*** Opening of Document segment ***

Your blood, what is it made of?
Everyone has it, everyone needs it to live. Blood. The average human body contains approximately 8 pints (varies from person to person) of the red stuff. Below we will outline what is your blood made from and what a blood type is.
What is it made from?
These can be seen under a microscope and make up about 40% of your blood by volumes. Blood cells are divided into three main types:
- Red cells (erythrocytes). These cells gives your blood its red colour. One drop of blood contains about five million red cells. Red cells contain a chemical called haemoglobin. This chemical binds to oxygen and takes oxygen from the lungs to all parts of the body.
- White cells (leukocytes). The main role of your white cells to defend the body against infection.
- Platelets. These are tiny and help the blood to clot if we cut ourselves.
This is the liquid part of blood and makes up about 60% of the blood’s volume. Plasma is mainly made from water but also contains many proteins and chemicals. Antibodies are one of the types of protein found in plasma.

*** Close of Document segment ***
*** Opening of Raw data ***

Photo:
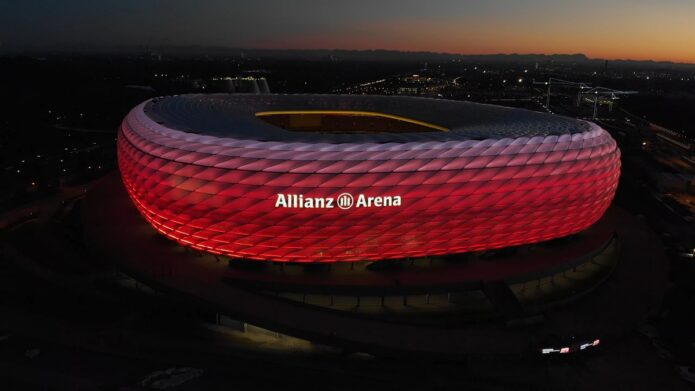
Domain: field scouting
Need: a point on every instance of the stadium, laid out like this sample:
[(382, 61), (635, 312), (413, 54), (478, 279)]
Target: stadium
[(381, 224), (361, 178)]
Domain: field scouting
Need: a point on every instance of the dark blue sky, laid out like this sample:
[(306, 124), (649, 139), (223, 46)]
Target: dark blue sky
[(639, 29)]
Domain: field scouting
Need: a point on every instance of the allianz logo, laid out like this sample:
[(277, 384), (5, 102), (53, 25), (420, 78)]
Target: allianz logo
[(343, 201)]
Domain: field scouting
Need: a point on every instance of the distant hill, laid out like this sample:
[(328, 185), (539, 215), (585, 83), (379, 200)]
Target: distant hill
[(338, 55)]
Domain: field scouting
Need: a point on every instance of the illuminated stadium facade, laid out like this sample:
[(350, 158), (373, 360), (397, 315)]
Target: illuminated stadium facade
[(388, 225), (325, 178)]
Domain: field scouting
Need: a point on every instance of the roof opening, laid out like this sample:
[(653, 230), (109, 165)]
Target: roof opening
[(345, 121)]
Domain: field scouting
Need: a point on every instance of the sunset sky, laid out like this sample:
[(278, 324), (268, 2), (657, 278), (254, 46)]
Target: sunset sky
[(612, 29)]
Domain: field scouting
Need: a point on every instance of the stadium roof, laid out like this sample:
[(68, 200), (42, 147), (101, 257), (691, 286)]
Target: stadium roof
[(235, 116)]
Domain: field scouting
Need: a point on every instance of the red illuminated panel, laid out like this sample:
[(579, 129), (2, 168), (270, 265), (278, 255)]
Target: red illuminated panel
[(241, 198)]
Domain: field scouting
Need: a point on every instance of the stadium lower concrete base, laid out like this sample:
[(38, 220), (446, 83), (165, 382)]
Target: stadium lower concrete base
[(629, 288)]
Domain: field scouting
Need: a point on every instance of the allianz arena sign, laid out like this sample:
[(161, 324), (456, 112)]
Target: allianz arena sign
[(343, 201)]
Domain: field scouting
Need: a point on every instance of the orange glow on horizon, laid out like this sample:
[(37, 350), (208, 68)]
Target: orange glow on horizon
[(625, 40)]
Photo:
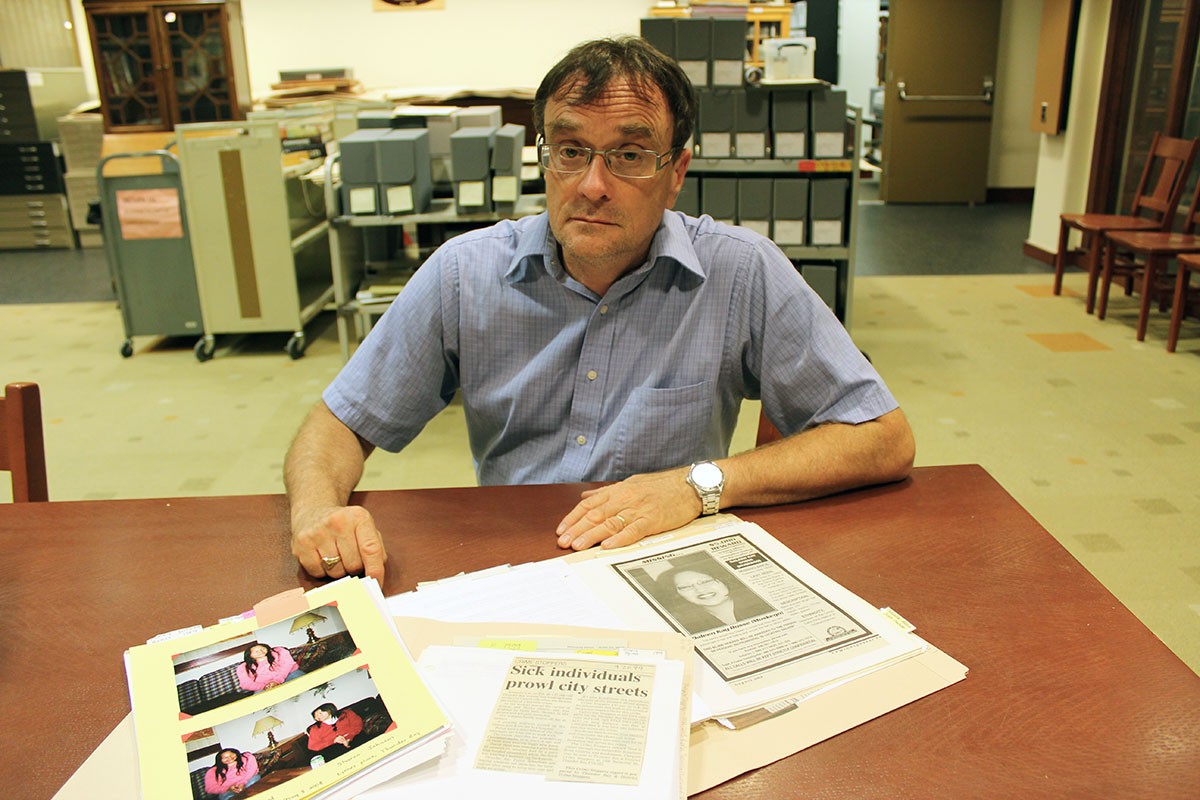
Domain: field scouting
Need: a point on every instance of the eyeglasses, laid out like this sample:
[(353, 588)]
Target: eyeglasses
[(703, 583), (625, 162)]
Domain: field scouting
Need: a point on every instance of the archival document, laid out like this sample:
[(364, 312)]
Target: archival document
[(765, 624)]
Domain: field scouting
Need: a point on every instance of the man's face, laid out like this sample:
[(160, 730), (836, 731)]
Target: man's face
[(601, 220)]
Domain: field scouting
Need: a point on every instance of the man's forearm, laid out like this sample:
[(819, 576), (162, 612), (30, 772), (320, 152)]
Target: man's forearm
[(821, 461), (324, 462)]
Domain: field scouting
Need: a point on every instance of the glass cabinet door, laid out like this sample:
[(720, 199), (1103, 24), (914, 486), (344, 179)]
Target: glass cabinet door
[(126, 72), (199, 68)]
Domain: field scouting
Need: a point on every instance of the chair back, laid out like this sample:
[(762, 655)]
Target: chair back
[(22, 446), (1167, 167), (1192, 221)]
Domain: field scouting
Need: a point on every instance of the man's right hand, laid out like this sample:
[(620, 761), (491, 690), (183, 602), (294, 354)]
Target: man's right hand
[(339, 531)]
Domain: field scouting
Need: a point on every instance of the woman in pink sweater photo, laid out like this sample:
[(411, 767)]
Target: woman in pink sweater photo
[(264, 667), (232, 774)]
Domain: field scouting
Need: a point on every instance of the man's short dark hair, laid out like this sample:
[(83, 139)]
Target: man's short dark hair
[(585, 73)]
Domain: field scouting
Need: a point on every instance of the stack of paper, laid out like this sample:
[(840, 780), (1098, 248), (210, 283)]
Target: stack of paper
[(772, 635), (552, 711)]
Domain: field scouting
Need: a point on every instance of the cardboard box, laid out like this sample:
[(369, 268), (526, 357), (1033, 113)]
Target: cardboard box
[(119, 143), (82, 188)]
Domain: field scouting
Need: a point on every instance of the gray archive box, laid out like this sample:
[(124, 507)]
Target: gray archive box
[(360, 170), (754, 204), (689, 197), (694, 49), (471, 168), (823, 280), (507, 167), (827, 210), (715, 122), (790, 124), (406, 178), (791, 211), (719, 198), (751, 124), (729, 49), (828, 124), (659, 31)]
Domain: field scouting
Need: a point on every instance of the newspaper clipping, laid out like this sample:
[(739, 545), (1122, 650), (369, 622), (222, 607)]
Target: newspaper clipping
[(745, 613), (570, 720)]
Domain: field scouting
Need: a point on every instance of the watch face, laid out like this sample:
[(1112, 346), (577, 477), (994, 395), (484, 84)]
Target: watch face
[(707, 475)]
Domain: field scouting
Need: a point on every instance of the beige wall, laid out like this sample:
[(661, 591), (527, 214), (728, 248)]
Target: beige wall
[(490, 44), (1065, 161), (1014, 148)]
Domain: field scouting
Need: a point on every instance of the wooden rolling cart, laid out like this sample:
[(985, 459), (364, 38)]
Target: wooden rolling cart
[(258, 226)]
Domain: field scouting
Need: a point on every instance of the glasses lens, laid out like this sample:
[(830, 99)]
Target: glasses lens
[(633, 163), (564, 158)]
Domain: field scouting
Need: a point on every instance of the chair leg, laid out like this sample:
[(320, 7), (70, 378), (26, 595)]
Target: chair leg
[(1177, 307), (1060, 259), (1150, 275), (1093, 268), (1102, 306)]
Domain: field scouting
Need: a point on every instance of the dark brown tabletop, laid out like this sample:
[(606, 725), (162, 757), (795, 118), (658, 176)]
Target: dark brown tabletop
[(1068, 695)]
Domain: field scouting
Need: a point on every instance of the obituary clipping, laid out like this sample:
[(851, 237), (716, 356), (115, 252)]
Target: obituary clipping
[(745, 613), (570, 720)]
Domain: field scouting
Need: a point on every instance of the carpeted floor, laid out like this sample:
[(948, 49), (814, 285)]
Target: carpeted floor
[(1091, 431)]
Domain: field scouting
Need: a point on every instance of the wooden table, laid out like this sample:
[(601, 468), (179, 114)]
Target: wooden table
[(1068, 695)]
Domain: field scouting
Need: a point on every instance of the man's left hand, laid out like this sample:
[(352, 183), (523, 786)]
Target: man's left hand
[(622, 513)]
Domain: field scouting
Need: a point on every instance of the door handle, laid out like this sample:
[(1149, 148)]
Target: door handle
[(989, 90)]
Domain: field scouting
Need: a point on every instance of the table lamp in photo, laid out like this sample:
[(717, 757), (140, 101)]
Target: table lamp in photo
[(265, 725), (306, 621)]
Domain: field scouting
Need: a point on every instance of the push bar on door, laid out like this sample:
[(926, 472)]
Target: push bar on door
[(989, 90)]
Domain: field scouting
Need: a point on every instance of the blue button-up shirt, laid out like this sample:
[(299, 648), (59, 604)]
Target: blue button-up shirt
[(561, 385)]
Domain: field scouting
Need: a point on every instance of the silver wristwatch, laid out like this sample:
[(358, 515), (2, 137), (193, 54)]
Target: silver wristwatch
[(708, 480)]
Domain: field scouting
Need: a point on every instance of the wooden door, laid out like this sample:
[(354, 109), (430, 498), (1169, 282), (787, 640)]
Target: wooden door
[(196, 48), (941, 68)]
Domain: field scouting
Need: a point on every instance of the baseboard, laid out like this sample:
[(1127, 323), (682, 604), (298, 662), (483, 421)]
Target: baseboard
[(1009, 194), (1037, 253)]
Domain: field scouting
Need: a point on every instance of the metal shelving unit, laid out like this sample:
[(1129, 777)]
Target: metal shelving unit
[(811, 168), (237, 180)]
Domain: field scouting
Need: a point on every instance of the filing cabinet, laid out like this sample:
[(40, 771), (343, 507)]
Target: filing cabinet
[(17, 119), (163, 62), (35, 221)]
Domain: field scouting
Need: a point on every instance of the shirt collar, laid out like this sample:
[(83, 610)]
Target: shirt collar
[(538, 244)]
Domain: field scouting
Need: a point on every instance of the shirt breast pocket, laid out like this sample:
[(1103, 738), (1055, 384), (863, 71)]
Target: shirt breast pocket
[(660, 428)]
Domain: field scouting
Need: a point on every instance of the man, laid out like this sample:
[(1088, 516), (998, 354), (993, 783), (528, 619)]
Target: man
[(606, 340)]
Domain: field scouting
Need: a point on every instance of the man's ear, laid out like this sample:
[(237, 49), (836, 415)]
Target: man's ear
[(678, 170)]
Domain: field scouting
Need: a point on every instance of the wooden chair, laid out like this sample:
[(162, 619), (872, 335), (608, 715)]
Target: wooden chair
[(767, 432), (1168, 166), (22, 447), (1123, 248), (1187, 264)]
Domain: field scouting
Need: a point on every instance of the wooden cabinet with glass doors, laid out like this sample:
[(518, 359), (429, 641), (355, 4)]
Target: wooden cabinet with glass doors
[(160, 64)]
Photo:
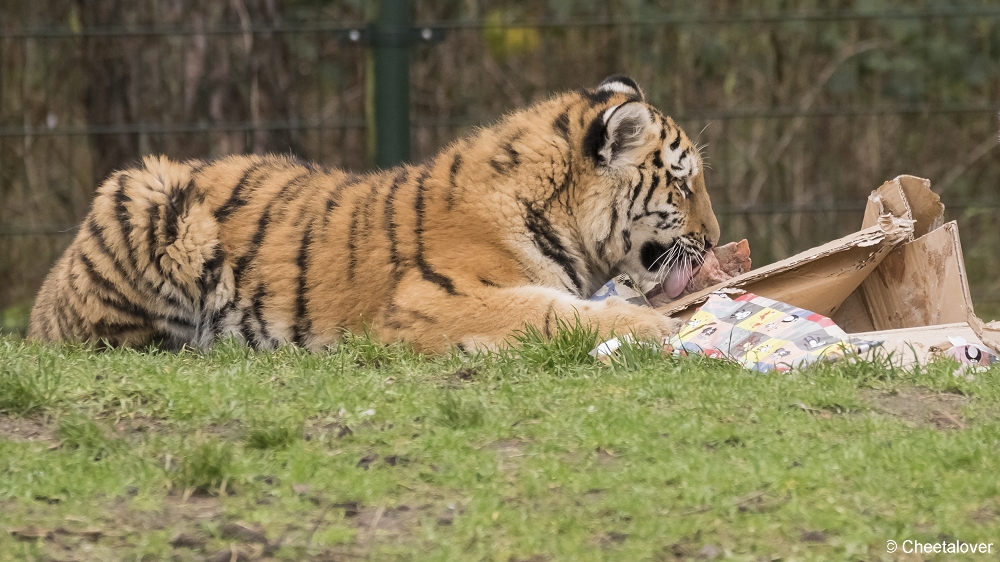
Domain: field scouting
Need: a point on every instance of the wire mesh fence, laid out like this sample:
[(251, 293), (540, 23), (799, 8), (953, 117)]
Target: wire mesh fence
[(801, 112)]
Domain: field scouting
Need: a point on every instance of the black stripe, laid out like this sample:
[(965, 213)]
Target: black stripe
[(303, 325), (97, 234), (236, 200), (211, 272), (594, 140), (389, 217), (111, 297), (262, 225), (547, 241), (121, 303), (561, 125), (677, 141), (596, 97), (151, 239), (637, 189), (352, 232), (418, 231), (649, 194), (456, 163), (257, 306), (124, 222), (122, 217)]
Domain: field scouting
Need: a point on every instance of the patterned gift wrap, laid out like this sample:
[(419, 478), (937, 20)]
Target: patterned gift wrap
[(762, 334)]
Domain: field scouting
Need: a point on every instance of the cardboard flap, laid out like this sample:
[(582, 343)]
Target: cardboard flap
[(921, 283), (818, 279), (906, 197), (988, 332), (918, 345)]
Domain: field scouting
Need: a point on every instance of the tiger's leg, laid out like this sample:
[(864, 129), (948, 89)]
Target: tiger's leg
[(436, 321)]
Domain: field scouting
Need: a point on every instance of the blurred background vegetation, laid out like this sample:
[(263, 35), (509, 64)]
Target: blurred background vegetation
[(805, 107)]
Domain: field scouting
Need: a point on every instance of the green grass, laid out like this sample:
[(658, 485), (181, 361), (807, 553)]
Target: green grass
[(536, 453)]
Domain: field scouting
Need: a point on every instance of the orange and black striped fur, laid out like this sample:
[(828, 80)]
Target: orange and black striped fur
[(515, 225)]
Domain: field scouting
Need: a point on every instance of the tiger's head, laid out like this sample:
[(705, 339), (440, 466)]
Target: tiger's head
[(644, 195)]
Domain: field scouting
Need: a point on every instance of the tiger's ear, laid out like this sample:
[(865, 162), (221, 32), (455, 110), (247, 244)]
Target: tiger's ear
[(618, 136), (622, 85)]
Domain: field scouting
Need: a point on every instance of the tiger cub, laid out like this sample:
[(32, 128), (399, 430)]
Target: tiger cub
[(515, 225)]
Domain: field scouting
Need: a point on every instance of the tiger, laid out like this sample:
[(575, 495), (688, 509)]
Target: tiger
[(510, 228)]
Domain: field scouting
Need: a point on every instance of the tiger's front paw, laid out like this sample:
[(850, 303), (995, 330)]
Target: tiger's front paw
[(643, 323)]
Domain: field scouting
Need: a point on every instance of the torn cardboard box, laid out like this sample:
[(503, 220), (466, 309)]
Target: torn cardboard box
[(900, 279)]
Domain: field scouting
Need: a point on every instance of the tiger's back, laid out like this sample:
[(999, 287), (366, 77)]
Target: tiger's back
[(508, 227)]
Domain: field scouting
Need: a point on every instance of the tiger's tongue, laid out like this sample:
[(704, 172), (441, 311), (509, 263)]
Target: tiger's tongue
[(677, 279)]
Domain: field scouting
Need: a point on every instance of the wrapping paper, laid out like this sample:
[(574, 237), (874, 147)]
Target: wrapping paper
[(762, 334), (758, 333)]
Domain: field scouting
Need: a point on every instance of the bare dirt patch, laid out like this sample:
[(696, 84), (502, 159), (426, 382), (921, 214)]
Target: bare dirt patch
[(922, 407), (20, 429)]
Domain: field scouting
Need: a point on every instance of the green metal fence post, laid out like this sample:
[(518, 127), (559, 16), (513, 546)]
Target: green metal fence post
[(391, 41)]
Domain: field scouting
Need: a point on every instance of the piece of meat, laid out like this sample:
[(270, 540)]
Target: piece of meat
[(721, 264)]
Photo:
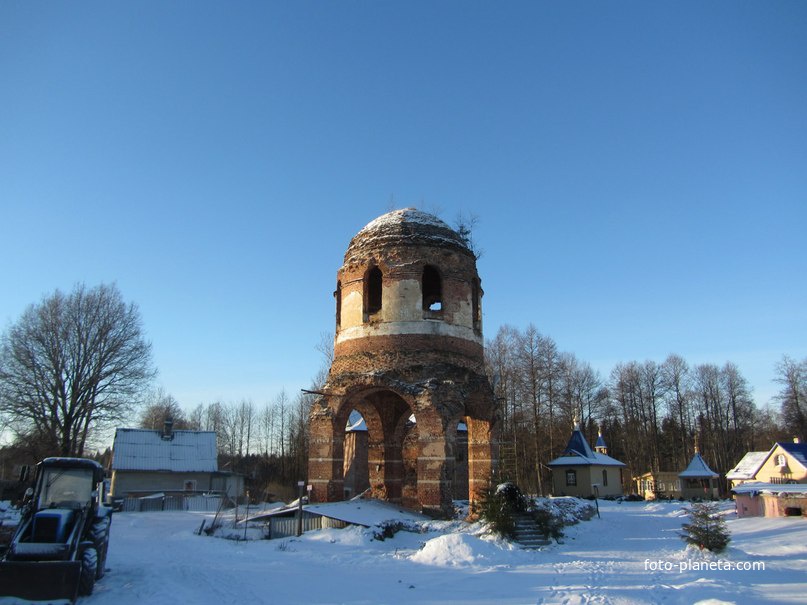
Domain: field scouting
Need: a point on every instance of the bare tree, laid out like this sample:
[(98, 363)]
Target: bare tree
[(792, 375), (161, 406), (72, 364)]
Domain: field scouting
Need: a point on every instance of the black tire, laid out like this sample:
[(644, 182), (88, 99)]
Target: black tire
[(99, 534), (89, 568)]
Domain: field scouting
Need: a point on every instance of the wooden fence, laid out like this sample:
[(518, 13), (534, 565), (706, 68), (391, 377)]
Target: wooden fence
[(162, 502)]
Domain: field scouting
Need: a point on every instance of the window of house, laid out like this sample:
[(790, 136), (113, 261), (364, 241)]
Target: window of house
[(372, 291), (432, 287)]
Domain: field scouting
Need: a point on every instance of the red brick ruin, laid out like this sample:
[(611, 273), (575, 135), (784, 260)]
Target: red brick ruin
[(408, 357)]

*** Close of Raw data ***

#### Instructions for the task
Echo the part of the text about blood that starts with "- White cells" and goes on through "we cut ourselves.", copying it word for word.

#### Exercise solution
- White cells (leukocytes). The main role of your white cells to defend the body against infection.
- Platelets. These are tiny and help the blood to clot if we cut ourselves.